--- TASK TO COMPLETE ---
Output every line of the records below as a JSON list of strings, with one string per line and blank lines omitted. Leave the pictures out.

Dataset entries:
........
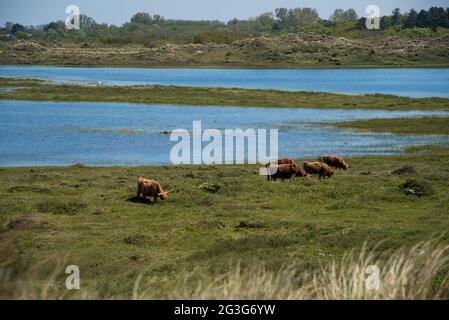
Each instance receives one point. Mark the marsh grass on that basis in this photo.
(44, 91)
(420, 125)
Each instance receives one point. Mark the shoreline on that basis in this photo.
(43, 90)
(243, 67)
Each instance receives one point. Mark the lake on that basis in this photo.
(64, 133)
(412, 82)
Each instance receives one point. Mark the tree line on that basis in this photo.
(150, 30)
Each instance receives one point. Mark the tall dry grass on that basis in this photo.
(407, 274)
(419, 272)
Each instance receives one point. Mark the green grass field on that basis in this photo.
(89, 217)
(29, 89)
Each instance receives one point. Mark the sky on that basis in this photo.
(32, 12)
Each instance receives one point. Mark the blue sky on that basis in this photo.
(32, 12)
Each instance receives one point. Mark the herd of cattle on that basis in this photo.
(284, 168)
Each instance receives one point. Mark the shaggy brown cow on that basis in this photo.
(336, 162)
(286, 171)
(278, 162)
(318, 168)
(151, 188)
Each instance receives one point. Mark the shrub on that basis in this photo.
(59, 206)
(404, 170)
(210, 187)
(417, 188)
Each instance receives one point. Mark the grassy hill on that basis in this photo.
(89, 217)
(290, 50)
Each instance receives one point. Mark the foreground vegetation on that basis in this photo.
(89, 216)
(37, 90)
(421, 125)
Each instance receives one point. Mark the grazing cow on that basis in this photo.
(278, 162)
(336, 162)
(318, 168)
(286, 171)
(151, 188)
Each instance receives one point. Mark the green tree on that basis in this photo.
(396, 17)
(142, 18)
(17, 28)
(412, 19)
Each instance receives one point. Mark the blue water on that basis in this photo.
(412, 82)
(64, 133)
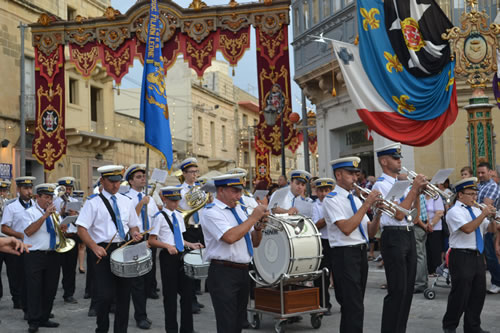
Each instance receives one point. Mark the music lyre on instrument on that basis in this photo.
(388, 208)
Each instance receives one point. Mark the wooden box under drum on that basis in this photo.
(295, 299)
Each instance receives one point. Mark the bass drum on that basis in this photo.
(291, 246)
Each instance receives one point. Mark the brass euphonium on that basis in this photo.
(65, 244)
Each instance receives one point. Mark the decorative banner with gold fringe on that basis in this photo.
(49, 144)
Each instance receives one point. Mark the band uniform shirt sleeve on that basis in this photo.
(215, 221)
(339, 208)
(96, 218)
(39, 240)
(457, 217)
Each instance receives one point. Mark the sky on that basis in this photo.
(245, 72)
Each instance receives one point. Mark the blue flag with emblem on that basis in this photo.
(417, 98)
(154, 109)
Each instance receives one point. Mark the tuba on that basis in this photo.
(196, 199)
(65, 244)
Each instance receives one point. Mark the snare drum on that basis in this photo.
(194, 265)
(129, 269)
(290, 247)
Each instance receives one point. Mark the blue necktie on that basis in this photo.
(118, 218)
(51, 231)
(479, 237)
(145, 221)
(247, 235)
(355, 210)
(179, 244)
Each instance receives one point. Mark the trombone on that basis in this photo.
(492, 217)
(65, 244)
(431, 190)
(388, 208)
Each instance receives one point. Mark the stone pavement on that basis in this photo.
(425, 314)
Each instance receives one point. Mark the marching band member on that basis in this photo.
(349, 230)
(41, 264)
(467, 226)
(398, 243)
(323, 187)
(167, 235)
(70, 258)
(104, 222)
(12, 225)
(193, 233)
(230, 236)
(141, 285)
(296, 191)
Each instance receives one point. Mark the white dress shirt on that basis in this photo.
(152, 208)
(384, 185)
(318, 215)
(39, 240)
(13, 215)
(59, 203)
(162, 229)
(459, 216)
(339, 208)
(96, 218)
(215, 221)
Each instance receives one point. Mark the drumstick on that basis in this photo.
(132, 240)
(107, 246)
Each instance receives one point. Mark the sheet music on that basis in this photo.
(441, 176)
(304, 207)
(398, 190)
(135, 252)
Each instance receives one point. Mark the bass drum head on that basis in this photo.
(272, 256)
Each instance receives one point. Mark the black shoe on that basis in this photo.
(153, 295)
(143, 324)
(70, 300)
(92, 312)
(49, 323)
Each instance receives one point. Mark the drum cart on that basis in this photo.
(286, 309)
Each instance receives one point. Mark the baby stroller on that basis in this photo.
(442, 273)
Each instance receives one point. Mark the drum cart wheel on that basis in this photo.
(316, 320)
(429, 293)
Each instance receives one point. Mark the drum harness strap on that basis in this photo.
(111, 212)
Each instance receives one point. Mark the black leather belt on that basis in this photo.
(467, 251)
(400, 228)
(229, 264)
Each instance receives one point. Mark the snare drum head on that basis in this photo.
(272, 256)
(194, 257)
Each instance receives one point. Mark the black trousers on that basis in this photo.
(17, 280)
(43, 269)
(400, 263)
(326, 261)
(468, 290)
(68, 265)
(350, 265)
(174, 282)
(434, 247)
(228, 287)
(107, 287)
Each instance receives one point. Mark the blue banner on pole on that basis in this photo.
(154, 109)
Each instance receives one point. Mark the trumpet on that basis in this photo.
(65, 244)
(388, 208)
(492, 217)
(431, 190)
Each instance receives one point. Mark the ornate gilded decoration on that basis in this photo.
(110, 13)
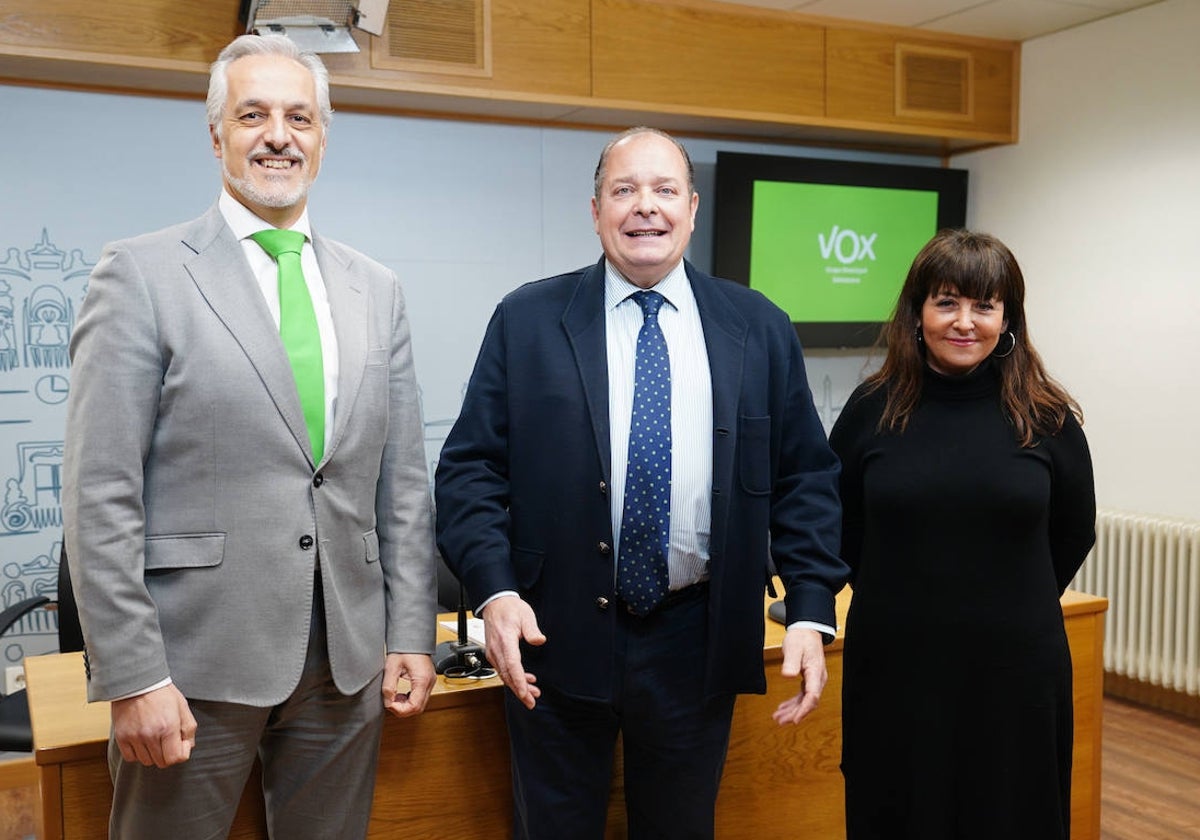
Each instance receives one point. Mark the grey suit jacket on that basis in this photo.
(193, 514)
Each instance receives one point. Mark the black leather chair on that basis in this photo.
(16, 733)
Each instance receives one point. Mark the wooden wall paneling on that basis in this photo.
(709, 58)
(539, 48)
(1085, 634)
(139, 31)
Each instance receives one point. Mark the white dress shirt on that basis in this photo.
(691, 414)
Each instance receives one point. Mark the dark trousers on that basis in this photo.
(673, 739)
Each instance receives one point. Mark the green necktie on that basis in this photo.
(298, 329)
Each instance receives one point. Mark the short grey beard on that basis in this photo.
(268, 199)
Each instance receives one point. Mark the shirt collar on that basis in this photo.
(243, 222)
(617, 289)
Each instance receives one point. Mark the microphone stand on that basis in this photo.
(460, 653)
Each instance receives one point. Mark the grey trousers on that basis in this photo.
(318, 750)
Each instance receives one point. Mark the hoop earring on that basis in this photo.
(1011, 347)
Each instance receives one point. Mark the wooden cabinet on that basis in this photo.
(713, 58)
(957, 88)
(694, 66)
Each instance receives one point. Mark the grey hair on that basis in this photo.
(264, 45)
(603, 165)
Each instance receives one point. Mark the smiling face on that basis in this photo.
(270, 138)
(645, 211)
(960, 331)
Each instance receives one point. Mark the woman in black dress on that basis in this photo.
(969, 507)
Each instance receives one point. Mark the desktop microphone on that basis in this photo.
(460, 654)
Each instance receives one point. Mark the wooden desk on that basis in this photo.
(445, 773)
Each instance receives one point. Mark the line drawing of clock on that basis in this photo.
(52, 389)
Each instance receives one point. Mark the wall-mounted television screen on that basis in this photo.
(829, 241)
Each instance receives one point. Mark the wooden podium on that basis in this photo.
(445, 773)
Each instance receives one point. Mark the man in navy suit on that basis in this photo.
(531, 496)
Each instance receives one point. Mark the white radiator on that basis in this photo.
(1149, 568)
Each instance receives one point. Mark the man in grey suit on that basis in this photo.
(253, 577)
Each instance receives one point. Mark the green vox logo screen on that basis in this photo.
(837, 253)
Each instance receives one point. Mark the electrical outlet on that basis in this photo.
........
--- SOLUTION ---
[
  "Each instance receives one point. Mark the marsh grass on that basis in this photo.",
  "(44, 91)",
  "(420, 125)",
  "Each instance receives one point. Mark the shoreline on that basis in this photo.",
  "(43, 90)",
  "(243, 67)",
  "Each instance receives one point. Mark the lake on that basis in this photo.",
  "(64, 133)",
  "(412, 82)",
  "Each instance receives one point. Mark the tree line on that basis in this photo.",
  "(150, 30)",
  "Each instance receives one point. Mark the tall dry grass on that basis in this photo.",
  "(407, 274)",
  "(419, 272)",
  "Each instance receives one point. Mark the green grass field on that basis in this photo.",
  "(89, 217)",
  "(29, 89)",
  "Each instance receives one point. Mark the sky on that basis in this photo.",
  "(32, 12)",
  "Each instance receives one point. Mark the blue sky on that basis in this photo.",
  "(32, 12)",
  "Each instance receives one point. Mark the herd of cattle on that basis in this photo.",
  "(284, 168)",
  "Each instance receives one point. Mark the shaggy brown cow on that basis in this photo.",
  "(336, 162)",
  "(286, 171)",
  "(278, 162)",
  "(318, 168)",
  "(151, 188)",
  "Each instance receives one point. Mark the shrub on that basis in this photo.",
  "(59, 206)",
  "(404, 170)",
  "(210, 187)",
  "(417, 188)",
  "Each instance receives one point. Mark the grassy hill on that basis in this photo.",
  "(89, 217)",
  "(290, 50)",
  "Each instance receives one point. Mark the foreground vegetation on that basis in this photo.",
  "(89, 216)",
  "(37, 90)",
  "(421, 125)",
  "Each instance receives one point. Mark the grazing cow on that basis in this photo.",
  "(278, 162)",
  "(336, 162)",
  "(318, 168)",
  "(286, 171)",
  "(151, 188)",
  "Each instance receives one point. Mark the green tree on that basis in this photo.",
  "(396, 17)",
  "(142, 18)",
  "(17, 28)",
  "(412, 19)",
  "Each instance receives one point. Mark the blue water on that basis in this photo.",
  "(412, 82)",
  "(64, 133)",
  "Each instance receives one point. Mark the music lyre on instrument on that basis in this photo.",
  "(388, 208)",
  "Each instance receives one point. Mark the wooden box under drum on that basis in this photo.",
  "(295, 299)",
  "Each instance receives one point. Mark the bass drum on that basis in this photo.",
  "(291, 246)",
  "Each instance receives one point. Mark the brass euphonium on that basis in this photo.",
  "(65, 244)",
  "Each instance receives one point. Mark the decorative banner with gold fringe on that basis in this photo.",
  "(49, 144)",
  "Each instance receives one point. Mark the band uniform shirt sleeve on that basis in this photo.",
  "(215, 221)",
  "(339, 208)",
  "(96, 218)",
  "(39, 240)",
  "(457, 217)",
  "Each instance receives one point. Mark the sky on that basis in this photo.",
  "(245, 72)",
  "Each instance receives one point. Mark the blue flag with emblem on that basis in this photo.",
  "(417, 98)",
  "(154, 109)",
  "Each instance receives one point. Mark the tuba on that basis in this photo.",
  "(196, 199)",
  "(65, 244)",
  "Each instance receives one point. Mark the snare drum on that basis in this photo.",
  "(194, 265)",
  "(129, 269)",
  "(290, 247)",
  "Each instance receives one point. Mark the blue necktie on that basis in this photo.",
  "(118, 218)",
  "(51, 231)",
  "(479, 237)",
  "(145, 221)",
  "(247, 235)",
  "(355, 210)",
  "(179, 244)",
  "Each instance receives one point. Mark the trombone on that basis in this photo.",
  "(492, 217)",
  "(65, 244)",
  "(431, 190)",
  "(388, 208)",
  "Each instance receives one point. Mark the stone pavement on that basis in this photo.",
  "(425, 314)",
  "Each instance receives one point. Mark the marching band member on that basis in this photo.",
  "(349, 230)",
  "(41, 264)",
  "(467, 226)",
  "(398, 243)",
  "(323, 187)",
  "(167, 235)",
  "(70, 258)",
  "(104, 222)",
  "(12, 225)",
  "(193, 233)",
  "(230, 236)",
  "(141, 285)",
  "(296, 191)",
  "Each instance receives one point. Mark the white dress shirt on that basis in this photo.",
  "(152, 208)",
  "(384, 185)",
  "(318, 215)",
  "(39, 240)",
  "(13, 215)",
  "(59, 203)",
  "(162, 229)",
  "(459, 216)",
  "(339, 208)",
  "(96, 218)",
  "(215, 221)",
  "Each instance receives one point. Mark the drumstick on that basis in this photo.",
  "(132, 240)",
  "(107, 246)",
  "Each instance receives one point. Mark the sheet music on that basis in this photo.",
  "(441, 176)",
  "(304, 207)",
  "(398, 190)",
  "(135, 252)",
  "Each instance receives one point. Mark the bass drum head on that basis in this photo.",
  "(272, 256)",
  "Each instance receives one point. Mark the black shoe on that basis in this photo.",
  "(153, 295)",
  "(143, 324)",
  "(70, 300)",
  "(92, 312)",
  "(49, 323)",
  "Each instance receives one point. Mark the drum cart on that basis in this photo.",
  "(286, 309)",
  "Each instance receives one point. Mark the baby stroller on that basis in this photo.",
  "(442, 273)",
  "Each instance receives one point. Mark the drum cart wheel on that basis in this photo.",
  "(316, 320)",
  "(429, 293)",
  "Each instance receives one point. Mark the drum harness strap on that basis in this photo.",
  "(111, 212)",
  "Each instance receives one point. Mark the black leather belt on that basis in this photo.",
  "(467, 251)",
  "(400, 228)",
  "(229, 264)",
  "Each instance receives one point. Mark the snare drum head on that basis in this photo.",
  "(272, 256)",
  "(194, 257)",
  "Each instance receives one point. Mark the black trousers on that basis in this photo.",
  "(17, 280)",
  "(43, 269)",
  "(400, 263)",
  "(326, 261)",
  "(468, 290)",
  "(68, 265)",
  "(350, 265)",
  "(174, 282)",
  "(434, 247)",
  "(228, 287)",
  "(107, 287)",
  "Each instance receives one point. Mark the blue banner on pole on that basis in this photo.",
  "(154, 109)",
  "Each instance receives one point. Mark the trumpet on that basis in this photo.",
  "(65, 244)",
  "(388, 208)",
  "(492, 217)",
  "(431, 190)",
  "Each instance receives one point. Mark the ornate gilded decoration on that basis in this photo.",
  "(110, 13)",
  "Each instance receives one point. Mark the grey suit jacket on that basis in this photo.",
  "(193, 514)",
  "Each instance receives one point. Mark the black leather chair on that basis in this photo.",
  "(16, 733)",
  "Each instance receives one point. Mark the wooden wall paneling on that basis in this photo.",
  "(709, 58)",
  "(539, 48)",
  "(1085, 634)",
  "(139, 31)",
  "Each instance receives one point. Mark the white dress shirt on that basis in this photo.",
  "(691, 414)",
  "Each instance receives one point. Mark the dark trousers on that basis in this photo.",
  "(673, 739)",
  "Each instance receives one point. Mark the green necktie on that basis in this photo.",
  "(298, 329)",
  "Each instance receives one point. Mark the short grey beard on that basis in this photo.",
  "(268, 199)",
  "Each instance receives one point. Mark the shirt collar on that basis in this photo.",
  "(243, 222)",
  "(617, 289)",
  "Each instance receives one point. Mark the microphone stand on that basis in this photo.",
  "(460, 653)",
  "Each instance receives one point. Mark the grey trousers on that basis in this photo.",
  "(318, 750)",
  "Each instance receives one point. Mark the hoop earring on that basis in this photo.",
  "(1011, 347)",
  "Each instance receives one point. Mark the wooden cabinet on that basis in this photo.",
  "(713, 58)",
  "(957, 88)",
  "(694, 66)",
  "Each instance receives one point. Mark the grey hair on that basis in this photo.",
  "(264, 45)",
  "(603, 165)",
  "Each instance receives one point. Mark the smiling face on that basis in this photo.",
  "(270, 138)",
  "(645, 211)",
  "(960, 331)",
  "Each instance receives one point. Mark the woman in black dress on that basis in this photo.",
  "(969, 507)",
  "Each instance receives one point. Mark the desktop microphone on that basis in this photo.",
  "(460, 654)",
  "Each instance receives one point. Mark the wooden desk on that basis in this photo.",
  "(445, 773)",
  "Each instance receives one point. Mark the line drawing of clock on that basis in this photo.",
  "(52, 389)",
  "Each instance receives one point. Mark the wall-mounted television screen on that basis in this photo.",
  "(829, 241)",
  "Each instance receives one point. Mark the wooden podium on that basis in this photo.",
  "(445, 773)",
  "Each instance receives one point. Mark the man in navy suit on that basis in this photo.",
  "(531, 496)",
  "Each instance receives one point. Mark the white radiator on that basis in this photo.",
  "(1149, 568)",
  "Each instance receives one point. Mark the man in grey suit on that basis in this photo.",
  "(253, 577)",
  "Each instance receives one point. Mark the green vox logo screen on that basis in this photo.",
  "(837, 253)",
  "Each instance receives one point. Mark the electrical outlet on that basis in this photo."
]